** Data for this task follows **

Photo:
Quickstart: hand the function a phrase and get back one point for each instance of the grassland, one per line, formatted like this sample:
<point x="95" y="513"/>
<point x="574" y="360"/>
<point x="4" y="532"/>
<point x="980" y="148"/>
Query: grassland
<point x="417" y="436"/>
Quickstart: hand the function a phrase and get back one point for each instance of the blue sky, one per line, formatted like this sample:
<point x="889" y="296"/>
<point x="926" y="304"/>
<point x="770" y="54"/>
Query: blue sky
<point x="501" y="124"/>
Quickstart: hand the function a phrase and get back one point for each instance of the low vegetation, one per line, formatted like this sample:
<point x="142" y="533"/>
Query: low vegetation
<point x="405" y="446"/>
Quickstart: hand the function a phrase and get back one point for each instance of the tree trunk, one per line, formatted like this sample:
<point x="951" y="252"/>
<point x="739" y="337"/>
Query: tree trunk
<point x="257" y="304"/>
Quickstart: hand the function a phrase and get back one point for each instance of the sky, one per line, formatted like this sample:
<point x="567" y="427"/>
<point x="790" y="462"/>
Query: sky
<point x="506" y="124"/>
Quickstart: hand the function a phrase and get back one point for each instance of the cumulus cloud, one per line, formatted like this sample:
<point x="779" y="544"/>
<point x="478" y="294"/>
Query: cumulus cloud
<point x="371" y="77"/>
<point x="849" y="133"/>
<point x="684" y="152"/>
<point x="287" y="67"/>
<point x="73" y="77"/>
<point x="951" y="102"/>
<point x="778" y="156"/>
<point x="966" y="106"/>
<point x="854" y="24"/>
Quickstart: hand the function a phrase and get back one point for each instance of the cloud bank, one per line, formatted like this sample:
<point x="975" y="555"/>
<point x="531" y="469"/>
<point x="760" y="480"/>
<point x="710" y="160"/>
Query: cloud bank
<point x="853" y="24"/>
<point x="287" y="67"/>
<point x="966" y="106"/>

** End of Data for this task **

Work instruction |
Write out every line from the entries where "like" appears.

Response to this exercise |
Quickstart: hand the function a phrase and get back one point for each instance of the grassland, one per line, formatted like this sample:
Quickstart: hand the function a phrase and get back one point for each instance of the blue sky, one per line, formatted like this sample:
Quickstart: hand the function a phrase and get back one point for each instance of the low vegetation, one per line, formatted like this sample:
Quickstart: hand the function a phrase and get back one point for each instance of the tree trunk, one per line, formatted like this sample:
Quickstart: hand the function a phrase and get back one point for each instance of the sky, one per line, formatted like this sample:
Quickstart: hand the function a phrase and get back one point for each instance of the cumulus cloud, one per line, formatted like this sample:
Quickstart: hand the function a phrase and get back one point for each instance of the cloud bank, one per line, formatted like this sample:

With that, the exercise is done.